## TEXTO DO EXERCÍCIO
'''

A Natureza exprime sempre algo que a transcende, afirma Mircea Eliade e, deste facto, tanto pode resultar uma teoria científica, como uma sinfonia, um poema ou uma pintura. O avanço da Ciência, porém, trouxe alterações a vários níveis, na relação do Homem com a Natureza. Assim, conhecendo-se cientificamente um fenómeno natural, o pôr-do-Sol por exemplo, será ainda possível, continuar a olhá-lo com o mesmo estremecimento de alma que proporcionava antes de ter chegado a explicação da Ciência? Este poema de Baudelaire sobre os ocasos, proporcionará o mesmo aprazimento antes e depois da aquisição de conhecimentos sobre o fenómeno?
Os sóis-poentes
Revestem os campos
Os canais, a cidade inteira
De jacinto e ouro
O mundo adormece
Numa cálida luz.

'''

## LINHAS EXTRAÍDAS
'''

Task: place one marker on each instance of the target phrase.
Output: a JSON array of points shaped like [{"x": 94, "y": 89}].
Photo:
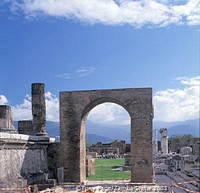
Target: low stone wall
[{"x": 23, "y": 159}]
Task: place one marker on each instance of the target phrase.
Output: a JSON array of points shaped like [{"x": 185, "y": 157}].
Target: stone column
[
  {"x": 5, "y": 117},
  {"x": 38, "y": 109},
  {"x": 141, "y": 149},
  {"x": 25, "y": 127},
  {"x": 164, "y": 141}
]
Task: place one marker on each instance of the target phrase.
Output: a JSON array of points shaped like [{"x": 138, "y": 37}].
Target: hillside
[{"x": 108, "y": 133}]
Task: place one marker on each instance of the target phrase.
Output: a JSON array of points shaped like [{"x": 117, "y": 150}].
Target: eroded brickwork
[{"x": 74, "y": 107}]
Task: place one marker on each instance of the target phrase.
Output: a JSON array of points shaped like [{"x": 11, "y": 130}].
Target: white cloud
[
  {"x": 52, "y": 105},
  {"x": 3, "y": 100},
  {"x": 114, "y": 12},
  {"x": 22, "y": 111},
  {"x": 179, "y": 104},
  {"x": 109, "y": 113},
  {"x": 82, "y": 72},
  {"x": 170, "y": 105}
]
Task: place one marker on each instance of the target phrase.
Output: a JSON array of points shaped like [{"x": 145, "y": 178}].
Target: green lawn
[{"x": 104, "y": 170}]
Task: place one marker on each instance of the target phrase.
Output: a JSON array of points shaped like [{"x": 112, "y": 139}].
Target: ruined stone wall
[{"x": 22, "y": 161}]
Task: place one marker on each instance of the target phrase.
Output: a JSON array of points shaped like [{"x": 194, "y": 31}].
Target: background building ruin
[{"x": 29, "y": 156}]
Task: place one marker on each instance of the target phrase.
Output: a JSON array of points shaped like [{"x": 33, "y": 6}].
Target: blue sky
[{"x": 67, "y": 52}]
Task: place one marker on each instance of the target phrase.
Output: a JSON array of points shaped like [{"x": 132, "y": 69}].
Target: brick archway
[{"x": 74, "y": 107}]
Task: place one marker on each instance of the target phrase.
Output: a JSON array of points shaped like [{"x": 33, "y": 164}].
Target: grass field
[{"x": 104, "y": 170}]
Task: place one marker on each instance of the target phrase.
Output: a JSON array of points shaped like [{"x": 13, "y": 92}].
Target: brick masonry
[{"x": 74, "y": 107}]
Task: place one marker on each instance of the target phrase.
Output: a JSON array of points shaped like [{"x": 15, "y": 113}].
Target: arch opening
[{"x": 106, "y": 138}]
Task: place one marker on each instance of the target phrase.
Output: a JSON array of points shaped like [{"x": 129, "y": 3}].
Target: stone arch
[
  {"x": 74, "y": 106},
  {"x": 99, "y": 101}
]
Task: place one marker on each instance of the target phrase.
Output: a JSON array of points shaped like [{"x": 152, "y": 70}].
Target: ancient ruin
[
  {"x": 40, "y": 160},
  {"x": 164, "y": 141},
  {"x": 74, "y": 107}
]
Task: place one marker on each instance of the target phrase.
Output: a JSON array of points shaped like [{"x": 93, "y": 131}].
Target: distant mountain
[
  {"x": 93, "y": 138},
  {"x": 107, "y": 133}
]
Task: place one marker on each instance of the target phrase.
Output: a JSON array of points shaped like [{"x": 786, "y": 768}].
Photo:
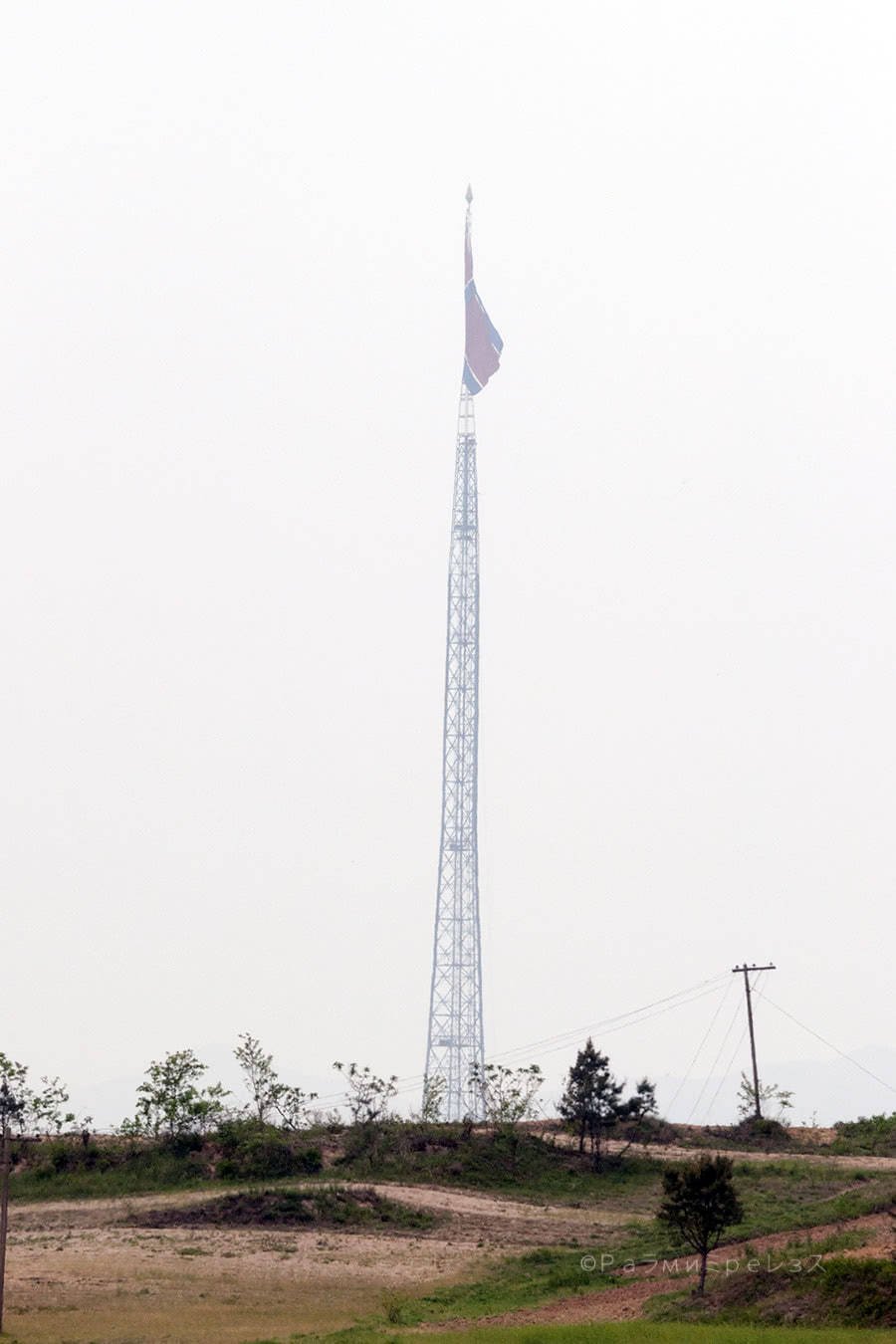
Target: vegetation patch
[
  {"x": 872, "y": 1135},
  {"x": 834, "y": 1292},
  {"x": 331, "y": 1206},
  {"x": 614, "y": 1332}
]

'''

## DETALHES DA TAREFA
Indique todas as criações que, segundo o texto sobre a Natureza e a Ciência, podem resultar do facto de a Natureza exprimir algo que a transcende. As linhas constituem material independente do texto.

## ESPAÇO DE RESPOSTA
Uma teoria científica, uma sinfonia, um poema e uma pintura.